WHAT TO DO -> Begin at the line containing "Target: barge cargo hold cover" in the entries below and end at the line containing "Objective — for every instance of the parked"; transcribe that range exactly and nothing outside it.

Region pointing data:
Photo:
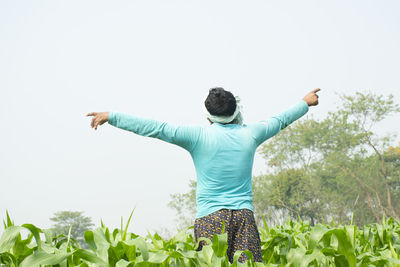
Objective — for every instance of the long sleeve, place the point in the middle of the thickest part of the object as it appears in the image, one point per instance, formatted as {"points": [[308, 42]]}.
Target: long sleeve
{"points": [[268, 128], [183, 136]]}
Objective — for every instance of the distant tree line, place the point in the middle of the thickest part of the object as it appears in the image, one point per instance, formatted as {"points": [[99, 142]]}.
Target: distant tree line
{"points": [[338, 168]]}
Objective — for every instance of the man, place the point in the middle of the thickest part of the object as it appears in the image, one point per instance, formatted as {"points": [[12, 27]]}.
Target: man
{"points": [[223, 154]]}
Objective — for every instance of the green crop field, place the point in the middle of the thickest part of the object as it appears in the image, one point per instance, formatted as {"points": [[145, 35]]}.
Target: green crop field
{"points": [[295, 243]]}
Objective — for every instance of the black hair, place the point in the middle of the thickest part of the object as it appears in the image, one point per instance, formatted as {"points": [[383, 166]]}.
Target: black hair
{"points": [[220, 102]]}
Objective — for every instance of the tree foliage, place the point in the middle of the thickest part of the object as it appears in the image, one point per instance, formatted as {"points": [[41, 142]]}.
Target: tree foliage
{"points": [[332, 169], [338, 166], [74, 220]]}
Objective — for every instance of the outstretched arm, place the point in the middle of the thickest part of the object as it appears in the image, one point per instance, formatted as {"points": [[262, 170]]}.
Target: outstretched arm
{"points": [[271, 127], [183, 136]]}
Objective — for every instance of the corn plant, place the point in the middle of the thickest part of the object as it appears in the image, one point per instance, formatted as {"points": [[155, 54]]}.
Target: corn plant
{"points": [[295, 243]]}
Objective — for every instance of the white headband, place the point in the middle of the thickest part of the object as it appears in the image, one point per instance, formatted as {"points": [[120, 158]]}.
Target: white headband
{"points": [[237, 115]]}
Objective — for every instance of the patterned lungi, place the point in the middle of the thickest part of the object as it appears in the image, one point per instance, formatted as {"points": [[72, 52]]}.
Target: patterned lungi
{"points": [[240, 226]]}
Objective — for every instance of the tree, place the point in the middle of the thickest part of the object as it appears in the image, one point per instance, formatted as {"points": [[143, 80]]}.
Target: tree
{"points": [[74, 220], [328, 169], [345, 161], [185, 206]]}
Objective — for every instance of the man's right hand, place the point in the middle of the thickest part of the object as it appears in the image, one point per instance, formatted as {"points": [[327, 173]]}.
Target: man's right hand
{"points": [[312, 98], [98, 118]]}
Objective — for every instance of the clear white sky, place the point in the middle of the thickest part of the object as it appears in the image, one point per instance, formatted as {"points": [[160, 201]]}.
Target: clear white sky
{"points": [[62, 59]]}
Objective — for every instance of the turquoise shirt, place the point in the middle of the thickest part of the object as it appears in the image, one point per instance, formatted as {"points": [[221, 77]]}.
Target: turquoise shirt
{"points": [[223, 154]]}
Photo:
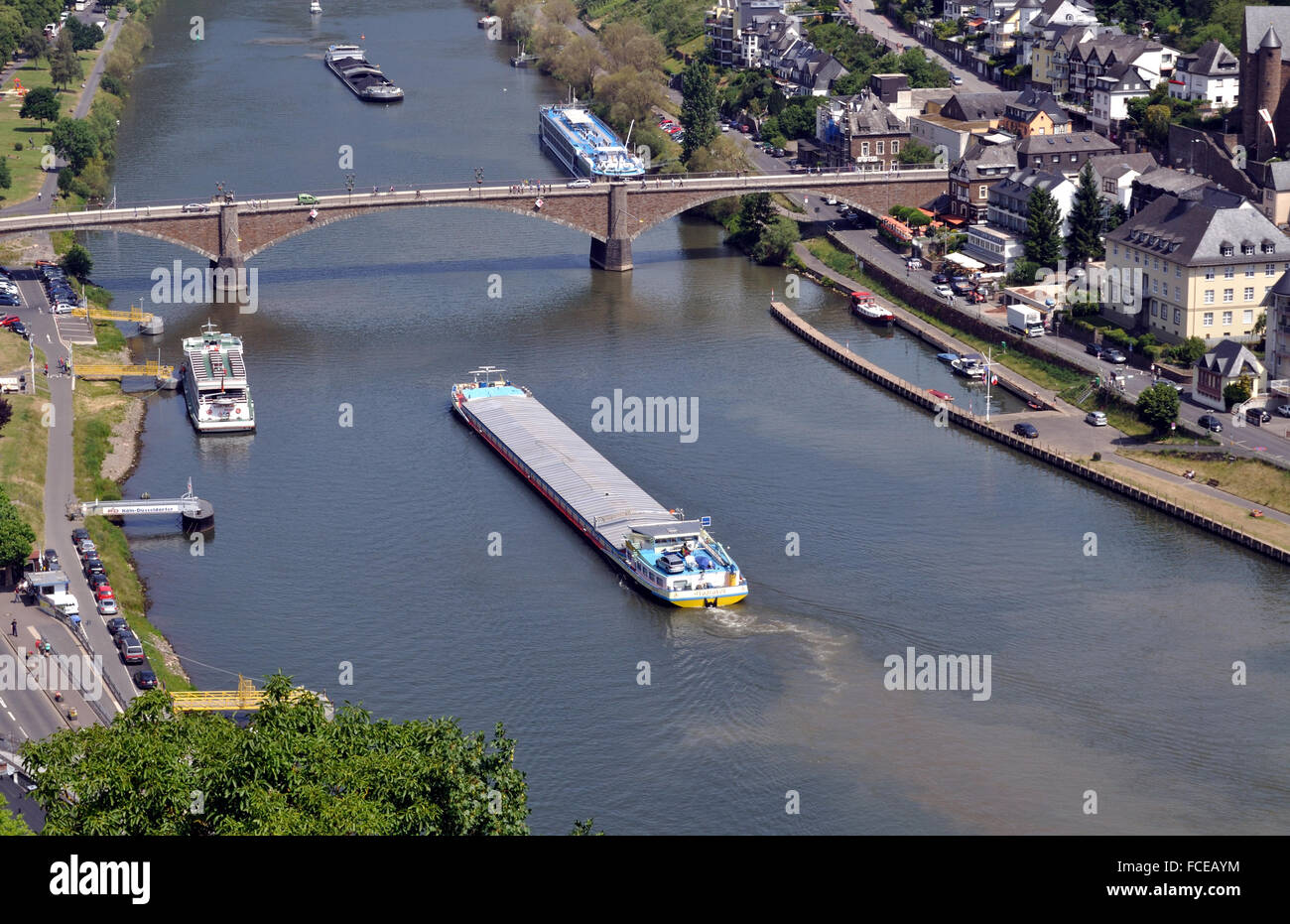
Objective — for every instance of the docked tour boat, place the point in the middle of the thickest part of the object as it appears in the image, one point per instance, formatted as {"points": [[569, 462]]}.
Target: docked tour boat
{"points": [[214, 383], [867, 308]]}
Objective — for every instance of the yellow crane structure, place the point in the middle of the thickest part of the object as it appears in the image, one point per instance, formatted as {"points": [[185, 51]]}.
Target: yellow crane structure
{"points": [[150, 369], [245, 699]]}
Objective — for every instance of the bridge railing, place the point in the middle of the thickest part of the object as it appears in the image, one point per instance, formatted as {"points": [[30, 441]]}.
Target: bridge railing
{"points": [[171, 207]]}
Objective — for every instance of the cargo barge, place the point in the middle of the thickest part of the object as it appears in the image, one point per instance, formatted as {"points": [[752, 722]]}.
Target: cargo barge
{"points": [[365, 78], [671, 559]]}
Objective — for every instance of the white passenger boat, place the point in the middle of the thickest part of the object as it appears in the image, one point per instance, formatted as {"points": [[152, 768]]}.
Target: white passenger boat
{"points": [[214, 383]]}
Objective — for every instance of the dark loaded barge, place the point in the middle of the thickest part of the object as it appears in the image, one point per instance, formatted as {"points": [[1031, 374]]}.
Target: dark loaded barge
{"points": [[365, 78]]}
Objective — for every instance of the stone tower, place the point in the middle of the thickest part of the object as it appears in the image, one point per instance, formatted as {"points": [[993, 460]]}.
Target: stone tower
{"points": [[1268, 91]]}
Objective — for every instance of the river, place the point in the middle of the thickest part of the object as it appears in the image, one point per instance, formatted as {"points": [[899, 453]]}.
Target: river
{"points": [[368, 544]]}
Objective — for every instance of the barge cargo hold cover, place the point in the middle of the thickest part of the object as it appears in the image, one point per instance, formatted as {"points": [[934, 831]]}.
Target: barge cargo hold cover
{"points": [[675, 560]]}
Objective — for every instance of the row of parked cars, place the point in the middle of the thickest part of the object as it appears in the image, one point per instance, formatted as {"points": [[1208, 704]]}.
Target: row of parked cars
{"points": [[95, 573], [63, 297]]}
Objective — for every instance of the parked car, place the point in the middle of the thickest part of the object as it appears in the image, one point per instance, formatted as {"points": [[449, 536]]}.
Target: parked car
{"points": [[145, 680], [130, 648]]}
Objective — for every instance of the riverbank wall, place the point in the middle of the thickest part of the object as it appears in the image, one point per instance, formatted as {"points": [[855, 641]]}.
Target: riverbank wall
{"points": [[976, 425]]}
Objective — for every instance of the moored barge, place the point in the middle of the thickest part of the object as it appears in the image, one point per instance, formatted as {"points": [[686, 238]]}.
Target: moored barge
{"points": [[672, 559]]}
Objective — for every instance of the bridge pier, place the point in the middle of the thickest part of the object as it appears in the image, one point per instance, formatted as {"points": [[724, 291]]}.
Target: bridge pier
{"points": [[614, 253]]}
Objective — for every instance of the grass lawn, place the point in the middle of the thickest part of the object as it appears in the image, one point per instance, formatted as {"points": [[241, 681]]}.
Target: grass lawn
{"points": [[99, 405], [25, 439], [1228, 514], [25, 166], [1249, 479], [1044, 374]]}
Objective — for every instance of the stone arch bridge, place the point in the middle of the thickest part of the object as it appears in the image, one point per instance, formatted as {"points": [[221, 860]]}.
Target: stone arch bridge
{"points": [[613, 214]]}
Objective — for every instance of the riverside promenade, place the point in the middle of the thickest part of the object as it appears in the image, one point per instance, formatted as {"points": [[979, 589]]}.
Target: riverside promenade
{"points": [[1057, 455]]}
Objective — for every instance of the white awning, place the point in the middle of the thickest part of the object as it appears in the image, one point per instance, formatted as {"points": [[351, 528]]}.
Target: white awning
{"points": [[966, 262]]}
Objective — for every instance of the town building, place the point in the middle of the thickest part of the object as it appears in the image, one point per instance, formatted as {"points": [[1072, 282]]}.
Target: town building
{"points": [[1114, 175], [1276, 353], [1195, 266], [1226, 363], [1009, 200], [1211, 75], [1100, 55], [1035, 112], [1062, 153], [858, 130], [971, 176]]}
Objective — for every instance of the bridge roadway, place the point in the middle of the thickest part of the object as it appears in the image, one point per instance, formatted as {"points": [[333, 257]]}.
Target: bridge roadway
{"points": [[613, 214]]}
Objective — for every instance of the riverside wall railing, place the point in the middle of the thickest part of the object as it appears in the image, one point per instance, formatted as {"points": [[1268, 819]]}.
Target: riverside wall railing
{"points": [[920, 396]]}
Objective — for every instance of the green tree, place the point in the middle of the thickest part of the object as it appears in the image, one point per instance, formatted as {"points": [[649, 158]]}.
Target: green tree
{"points": [[40, 103], [16, 534], [1237, 391], [13, 826], [1157, 405], [1117, 215], [291, 772], [914, 151], [777, 240], [77, 262], [1023, 273], [698, 108], [73, 141], [1088, 219], [1043, 228]]}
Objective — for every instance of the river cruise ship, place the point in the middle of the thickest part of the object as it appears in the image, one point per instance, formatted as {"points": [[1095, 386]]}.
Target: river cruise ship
{"points": [[214, 383], [669, 558], [585, 146]]}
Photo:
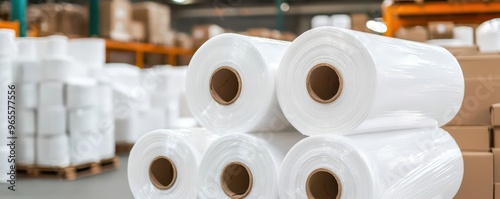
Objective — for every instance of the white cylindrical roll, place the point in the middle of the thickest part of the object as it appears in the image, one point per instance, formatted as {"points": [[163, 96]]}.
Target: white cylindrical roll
{"points": [[341, 21], [51, 94], [84, 147], [340, 81], [239, 77], [81, 93], [89, 51], [83, 121], [28, 95], [26, 122], [52, 151], [8, 47], [58, 69], [25, 150], [245, 165], [165, 163], [465, 34], [488, 36], [417, 163], [51, 121]]}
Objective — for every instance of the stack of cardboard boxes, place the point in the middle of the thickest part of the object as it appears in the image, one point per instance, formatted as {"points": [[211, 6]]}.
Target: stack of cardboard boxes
{"points": [[472, 126]]}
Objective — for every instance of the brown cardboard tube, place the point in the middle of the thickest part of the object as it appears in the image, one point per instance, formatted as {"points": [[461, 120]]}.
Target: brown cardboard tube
{"points": [[162, 173], [323, 184], [236, 180], [324, 83], [225, 85]]}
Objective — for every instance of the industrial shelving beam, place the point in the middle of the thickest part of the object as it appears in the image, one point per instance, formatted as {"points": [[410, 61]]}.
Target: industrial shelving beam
{"points": [[411, 14]]}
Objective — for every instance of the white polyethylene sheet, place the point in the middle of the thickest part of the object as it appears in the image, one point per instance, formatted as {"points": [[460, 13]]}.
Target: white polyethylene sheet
{"points": [[262, 155], [372, 83], [182, 148], [250, 64], [418, 163]]}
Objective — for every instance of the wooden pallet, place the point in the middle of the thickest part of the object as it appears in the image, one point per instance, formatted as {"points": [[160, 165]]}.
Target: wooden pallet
{"points": [[71, 172], [123, 148]]}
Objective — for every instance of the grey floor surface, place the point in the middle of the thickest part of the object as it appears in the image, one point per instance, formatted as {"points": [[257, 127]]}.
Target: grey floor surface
{"points": [[108, 185]]}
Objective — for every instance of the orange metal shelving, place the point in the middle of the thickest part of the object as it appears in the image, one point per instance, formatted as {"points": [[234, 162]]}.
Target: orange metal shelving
{"points": [[411, 14], [141, 48]]}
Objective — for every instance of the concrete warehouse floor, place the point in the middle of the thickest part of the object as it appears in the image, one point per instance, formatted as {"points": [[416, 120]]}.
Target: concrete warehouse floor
{"points": [[108, 185]]}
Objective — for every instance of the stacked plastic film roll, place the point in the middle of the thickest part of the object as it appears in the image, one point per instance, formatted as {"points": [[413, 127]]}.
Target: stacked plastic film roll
{"points": [[418, 163], [165, 163], [338, 81], [245, 165], [7, 55], [240, 74]]}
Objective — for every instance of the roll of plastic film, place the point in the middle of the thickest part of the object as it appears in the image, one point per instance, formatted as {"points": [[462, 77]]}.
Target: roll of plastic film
{"points": [[28, 95], [58, 69], [245, 165], [84, 147], [26, 122], [83, 121], [340, 81], [418, 163], [51, 94], [51, 121], [165, 163], [81, 93], [230, 84], [25, 151], [52, 151]]}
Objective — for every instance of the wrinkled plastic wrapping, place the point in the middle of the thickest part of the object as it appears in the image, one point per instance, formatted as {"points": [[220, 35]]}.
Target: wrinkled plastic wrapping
{"points": [[183, 148], [488, 36], [383, 83], [420, 163], [262, 155], [254, 106]]}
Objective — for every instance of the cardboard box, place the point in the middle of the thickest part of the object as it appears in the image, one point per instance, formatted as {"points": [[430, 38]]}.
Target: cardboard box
{"points": [[156, 20], [461, 51], [478, 176], [415, 33], [482, 89], [115, 17], [441, 29], [202, 33], [471, 138], [497, 190], [358, 22]]}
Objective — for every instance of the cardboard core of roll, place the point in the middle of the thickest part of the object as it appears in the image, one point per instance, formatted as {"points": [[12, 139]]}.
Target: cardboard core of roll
{"points": [[162, 173], [323, 184], [225, 85], [236, 180], [324, 83]]}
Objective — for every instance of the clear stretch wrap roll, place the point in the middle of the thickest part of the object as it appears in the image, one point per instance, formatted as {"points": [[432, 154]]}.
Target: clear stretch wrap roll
{"points": [[51, 94], [245, 165], [25, 150], [27, 65], [418, 163], [26, 122], [83, 121], [340, 81], [51, 121], [165, 163], [84, 147], [52, 151], [488, 36], [81, 93], [28, 95], [230, 84]]}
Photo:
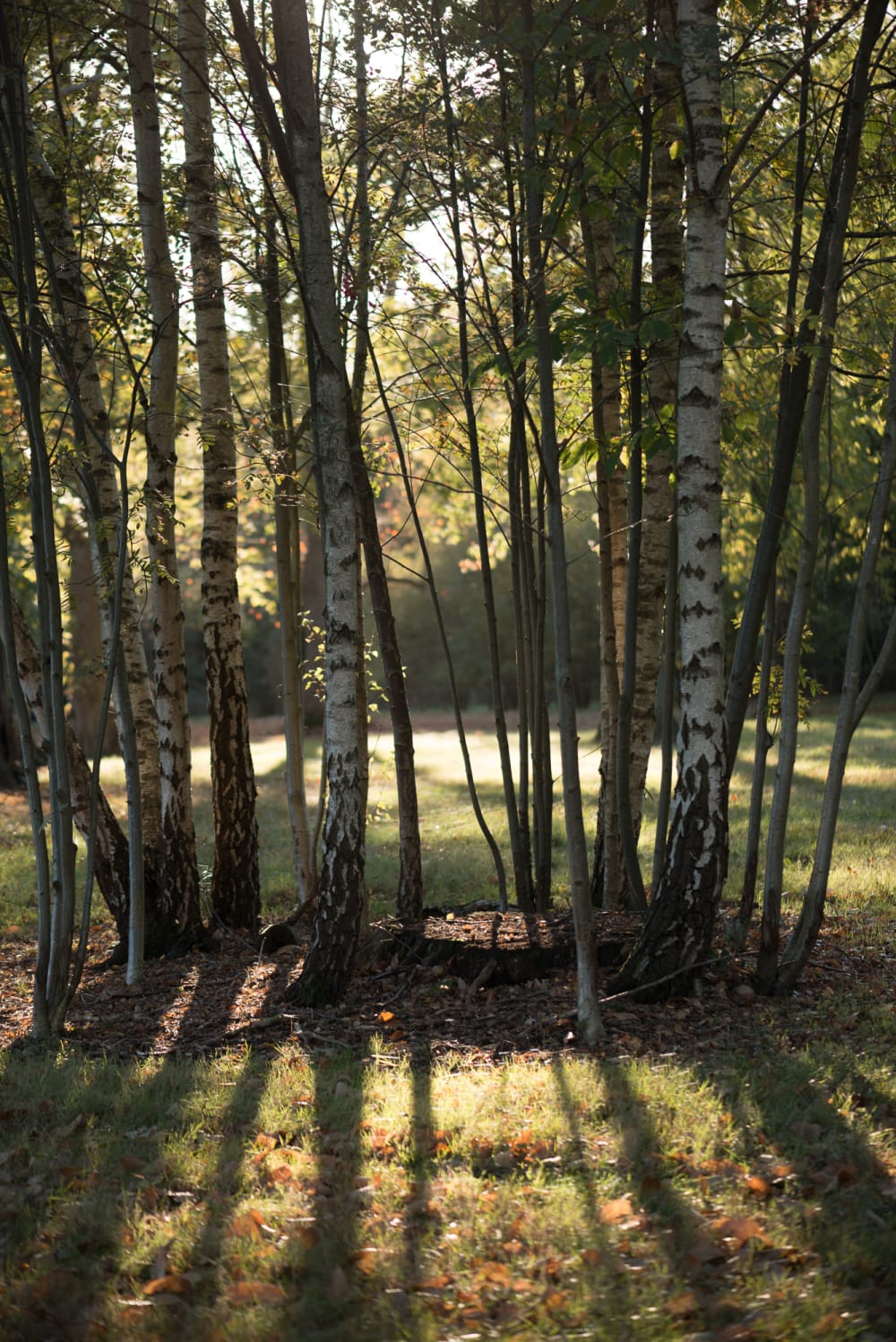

RESULT OF THIS EXERCISE ->
Target: barge cargo hold cover
{"points": [[675, 560]]}
Objective — for every instance of the row of parked cars, place the point in the middle of the thickest part of the object as it appears in the image, one point per instance, formatted as {"points": [[1208, 704]]}.
Target: row of parked cars
{"points": [[95, 573], [63, 297]]}
Objective — for every instance of the parked car, place the point in the middle of the thickest part of the object as it appears in the image, one point per instance, formatted as {"points": [[449, 536]]}.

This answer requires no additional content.